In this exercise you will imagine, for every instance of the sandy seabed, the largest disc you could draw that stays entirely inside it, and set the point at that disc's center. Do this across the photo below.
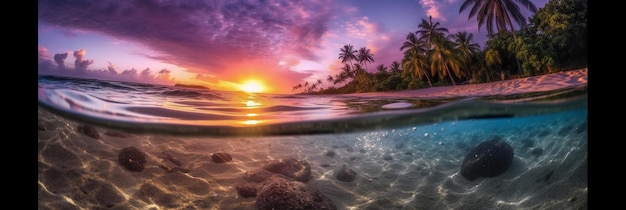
(401, 168)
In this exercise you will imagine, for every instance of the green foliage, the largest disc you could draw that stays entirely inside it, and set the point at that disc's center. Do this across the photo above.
(555, 40)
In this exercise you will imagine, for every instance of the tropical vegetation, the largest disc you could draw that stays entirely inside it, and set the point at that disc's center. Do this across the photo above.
(554, 39)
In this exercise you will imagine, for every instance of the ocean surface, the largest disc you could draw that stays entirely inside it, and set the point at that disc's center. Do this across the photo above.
(204, 149)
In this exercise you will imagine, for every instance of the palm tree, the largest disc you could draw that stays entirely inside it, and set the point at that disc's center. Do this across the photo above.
(463, 44)
(394, 67)
(365, 57)
(430, 31)
(347, 54)
(493, 60)
(415, 59)
(443, 59)
(500, 12)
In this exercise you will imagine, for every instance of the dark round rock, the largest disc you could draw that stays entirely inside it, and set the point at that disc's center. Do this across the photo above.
(279, 193)
(132, 159)
(488, 159)
(221, 157)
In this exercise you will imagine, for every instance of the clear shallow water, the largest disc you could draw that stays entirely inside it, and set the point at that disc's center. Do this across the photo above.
(188, 111)
(406, 150)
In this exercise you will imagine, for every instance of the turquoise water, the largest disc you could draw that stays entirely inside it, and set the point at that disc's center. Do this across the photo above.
(406, 150)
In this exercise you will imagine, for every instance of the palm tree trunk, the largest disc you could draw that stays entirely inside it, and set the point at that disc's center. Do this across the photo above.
(450, 75)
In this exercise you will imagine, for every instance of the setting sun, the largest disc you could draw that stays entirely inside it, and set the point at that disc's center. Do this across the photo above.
(252, 86)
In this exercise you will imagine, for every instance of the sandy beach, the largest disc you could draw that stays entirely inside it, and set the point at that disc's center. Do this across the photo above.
(416, 167)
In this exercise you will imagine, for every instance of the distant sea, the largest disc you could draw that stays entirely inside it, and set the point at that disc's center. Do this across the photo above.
(120, 145)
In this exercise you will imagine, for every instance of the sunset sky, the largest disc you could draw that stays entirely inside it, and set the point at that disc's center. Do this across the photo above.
(223, 44)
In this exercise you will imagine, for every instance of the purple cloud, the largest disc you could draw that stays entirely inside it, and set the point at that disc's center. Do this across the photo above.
(203, 36)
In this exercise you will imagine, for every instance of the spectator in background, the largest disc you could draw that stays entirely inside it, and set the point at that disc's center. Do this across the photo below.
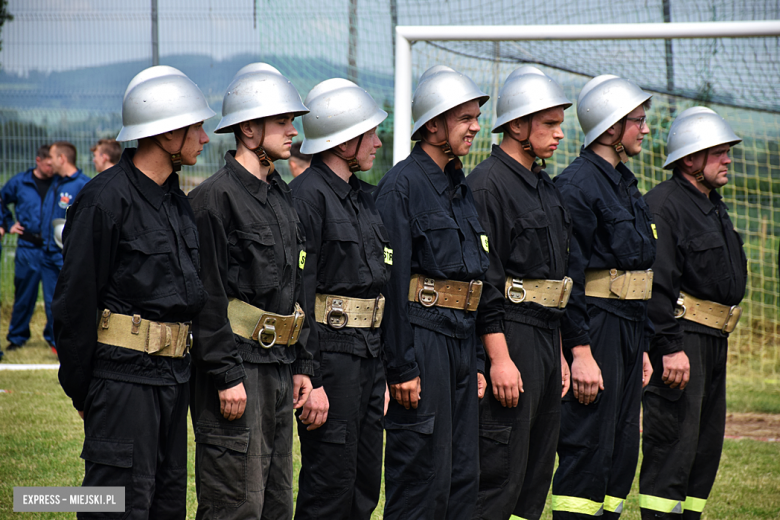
(67, 183)
(27, 191)
(298, 162)
(105, 154)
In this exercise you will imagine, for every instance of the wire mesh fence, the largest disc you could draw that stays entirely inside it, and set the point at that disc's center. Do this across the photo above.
(65, 67)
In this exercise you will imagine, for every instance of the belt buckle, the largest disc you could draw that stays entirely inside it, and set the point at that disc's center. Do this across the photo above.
(376, 310)
(517, 285)
(728, 319)
(680, 309)
(296, 325)
(336, 314)
(428, 295)
(269, 327)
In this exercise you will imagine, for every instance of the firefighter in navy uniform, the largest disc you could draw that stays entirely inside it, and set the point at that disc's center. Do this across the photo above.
(251, 366)
(605, 328)
(699, 278)
(440, 256)
(348, 261)
(128, 289)
(526, 289)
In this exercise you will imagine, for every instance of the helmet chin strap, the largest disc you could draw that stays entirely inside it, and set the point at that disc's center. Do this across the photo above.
(352, 162)
(175, 156)
(445, 145)
(699, 173)
(259, 151)
(525, 143)
(617, 143)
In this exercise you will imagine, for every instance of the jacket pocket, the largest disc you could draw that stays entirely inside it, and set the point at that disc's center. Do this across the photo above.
(530, 248)
(252, 258)
(221, 458)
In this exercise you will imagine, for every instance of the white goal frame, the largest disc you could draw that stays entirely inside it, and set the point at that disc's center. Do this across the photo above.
(405, 35)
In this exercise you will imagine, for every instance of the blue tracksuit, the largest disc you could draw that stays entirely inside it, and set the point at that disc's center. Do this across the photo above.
(35, 263)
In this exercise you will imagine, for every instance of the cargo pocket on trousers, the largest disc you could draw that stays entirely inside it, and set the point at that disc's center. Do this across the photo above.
(580, 423)
(110, 463)
(661, 415)
(412, 458)
(221, 459)
(494, 454)
(327, 446)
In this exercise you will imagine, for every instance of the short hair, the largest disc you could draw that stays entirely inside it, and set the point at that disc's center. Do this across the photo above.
(66, 149)
(43, 152)
(110, 147)
(295, 151)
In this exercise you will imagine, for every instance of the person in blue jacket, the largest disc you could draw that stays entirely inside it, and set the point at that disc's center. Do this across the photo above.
(68, 181)
(26, 191)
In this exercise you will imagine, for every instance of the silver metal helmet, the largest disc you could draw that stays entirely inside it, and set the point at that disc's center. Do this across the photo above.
(58, 224)
(441, 88)
(256, 93)
(604, 101)
(339, 111)
(696, 129)
(162, 100)
(526, 91)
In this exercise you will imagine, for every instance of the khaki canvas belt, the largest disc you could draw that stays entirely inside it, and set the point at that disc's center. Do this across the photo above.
(707, 313)
(154, 338)
(449, 294)
(339, 311)
(267, 328)
(549, 293)
(620, 285)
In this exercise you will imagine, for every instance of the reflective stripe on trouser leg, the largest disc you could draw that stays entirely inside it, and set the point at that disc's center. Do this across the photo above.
(577, 505)
(694, 504)
(663, 505)
(613, 504)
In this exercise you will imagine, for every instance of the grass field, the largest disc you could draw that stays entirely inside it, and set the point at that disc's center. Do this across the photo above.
(41, 437)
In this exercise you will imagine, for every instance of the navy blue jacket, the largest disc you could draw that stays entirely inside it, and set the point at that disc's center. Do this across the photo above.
(61, 194)
(434, 230)
(612, 228)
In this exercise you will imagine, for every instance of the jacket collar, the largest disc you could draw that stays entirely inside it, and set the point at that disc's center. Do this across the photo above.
(614, 174)
(440, 180)
(521, 171)
(150, 190)
(704, 203)
(340, 188)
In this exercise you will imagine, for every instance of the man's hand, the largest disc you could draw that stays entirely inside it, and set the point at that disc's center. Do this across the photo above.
(315, 411)
(565, 375)
(17, 229)
(481, 385)
(677, 370)
(507, 381)
(647, 369)
(586, 377)
(301, 390)
(408, 393)
(232, 402)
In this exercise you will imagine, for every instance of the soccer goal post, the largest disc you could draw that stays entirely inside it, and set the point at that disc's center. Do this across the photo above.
(407, 34)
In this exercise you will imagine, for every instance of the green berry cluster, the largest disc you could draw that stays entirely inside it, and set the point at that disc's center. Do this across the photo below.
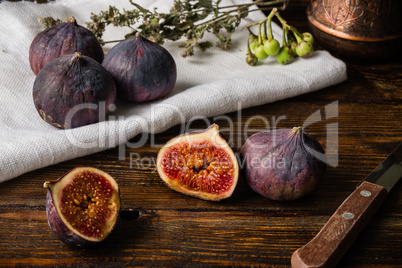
(263, 45)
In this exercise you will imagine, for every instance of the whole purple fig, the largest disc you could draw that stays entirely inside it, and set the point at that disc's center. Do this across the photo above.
(73, 91)
(279, 164)
(143, 70)
(65, 38)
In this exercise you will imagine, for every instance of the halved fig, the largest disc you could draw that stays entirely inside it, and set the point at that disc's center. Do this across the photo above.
(199, 164)
(82, 206)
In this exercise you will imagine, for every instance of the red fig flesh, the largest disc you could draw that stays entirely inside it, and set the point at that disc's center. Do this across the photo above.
(200, 165)
(82, 206)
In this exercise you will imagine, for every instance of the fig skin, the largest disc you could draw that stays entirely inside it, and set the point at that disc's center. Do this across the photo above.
(64, 231)
(277, 165)
(143, 70)
(73, 91)
(63, 39)
(199, 164)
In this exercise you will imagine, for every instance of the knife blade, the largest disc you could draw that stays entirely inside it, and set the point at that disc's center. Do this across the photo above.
(344, 226)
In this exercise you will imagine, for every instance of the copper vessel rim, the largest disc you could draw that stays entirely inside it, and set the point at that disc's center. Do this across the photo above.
(343, 35)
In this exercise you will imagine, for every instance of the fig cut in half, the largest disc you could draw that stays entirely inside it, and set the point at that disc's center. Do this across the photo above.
(82, 206)
(199, 164)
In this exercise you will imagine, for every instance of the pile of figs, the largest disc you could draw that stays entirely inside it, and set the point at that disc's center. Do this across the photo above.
(76, 84)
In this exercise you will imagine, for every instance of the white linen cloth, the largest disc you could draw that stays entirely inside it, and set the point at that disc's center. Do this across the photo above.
(210, 83)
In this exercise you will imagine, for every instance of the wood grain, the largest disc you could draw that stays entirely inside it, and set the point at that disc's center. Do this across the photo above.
(334, 239)
(160, 227)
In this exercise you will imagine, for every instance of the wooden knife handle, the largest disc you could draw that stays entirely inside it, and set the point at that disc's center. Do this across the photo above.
(331, 243)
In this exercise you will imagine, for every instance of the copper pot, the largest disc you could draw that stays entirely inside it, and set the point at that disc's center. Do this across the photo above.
(358, 29)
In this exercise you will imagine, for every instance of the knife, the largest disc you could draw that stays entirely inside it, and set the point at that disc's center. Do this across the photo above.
(338, 234)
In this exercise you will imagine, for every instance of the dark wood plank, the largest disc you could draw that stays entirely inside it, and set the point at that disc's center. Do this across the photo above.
(159, 227)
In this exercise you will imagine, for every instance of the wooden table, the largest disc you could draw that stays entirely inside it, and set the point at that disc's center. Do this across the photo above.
(160, 227)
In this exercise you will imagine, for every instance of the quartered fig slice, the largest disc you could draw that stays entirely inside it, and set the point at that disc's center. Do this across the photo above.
(82, 206)
(199, 164)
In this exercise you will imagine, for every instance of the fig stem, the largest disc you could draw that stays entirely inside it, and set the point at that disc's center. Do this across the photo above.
(78, 55)
(296, 130)
(71, 19)
(46, 184)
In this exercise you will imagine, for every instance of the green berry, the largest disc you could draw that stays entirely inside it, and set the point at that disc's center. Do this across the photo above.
(304, 49)
(251, 59)
(260, 53)
(308, 37)
(253, 45)
(293, 45)
(285, 55)
(271, 47)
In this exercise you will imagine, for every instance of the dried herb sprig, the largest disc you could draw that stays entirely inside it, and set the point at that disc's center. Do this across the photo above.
(190, 19)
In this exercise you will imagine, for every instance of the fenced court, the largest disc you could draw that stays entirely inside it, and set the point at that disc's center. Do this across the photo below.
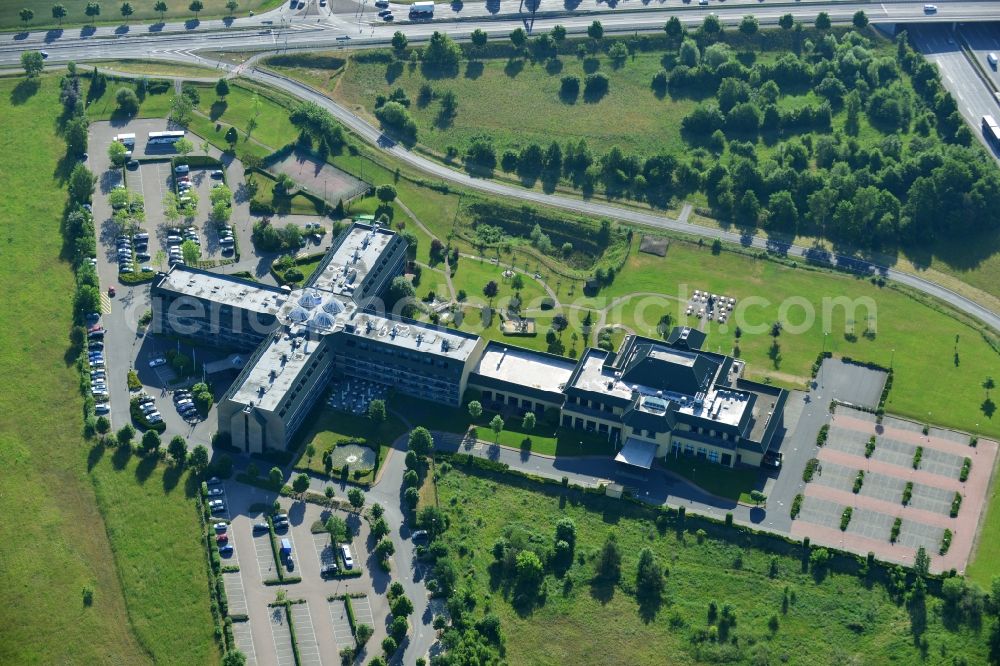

● **ASSIGNMENT**
Copying starts at the line containing "of the quartered" and ends at the last line of the material above; repeat only those lines exactly and omit the pictures.

● **WRITTEN ANSWER**
In this exercise you will imagine, for every instance of the quartered fig slice, the largest disc you could draw that stays entirely inside it, and set the point at that disc's center. Do this across the photo above.
(82, 206)
(199, 164)
In this exercise you will imagine, for every instance of the fig stem, the largest disc you could draw that stays entirely inside it, and set the point at that disc's center. Do this across the photo above.
(78, 55)
(296, 130)
(71, 19)
(46, 184)
In this exercise you will imagine, for every instance of the green berry, the largest disc you could draw that stays entirely inside it, and set the point at that disc's center. Do this across the photo above.
(304, 49)
(251, 59)
(260, 53)
(308, 37)
(253, 45)
(293, 45)
(285, 55)
(271, 47)
In this exercise you will imagine, for every instance of the dried herb sprig, the largest disc you could draw that stays entirely inside it, and set the point at that disc's center. Do this across the photo above.
(190, 19)
In this exercise you will imagine, for every instance of the fenced court, the largest disc you could draw that stays entirely inside it, and set the point at that disc's center. Do this across the photo below.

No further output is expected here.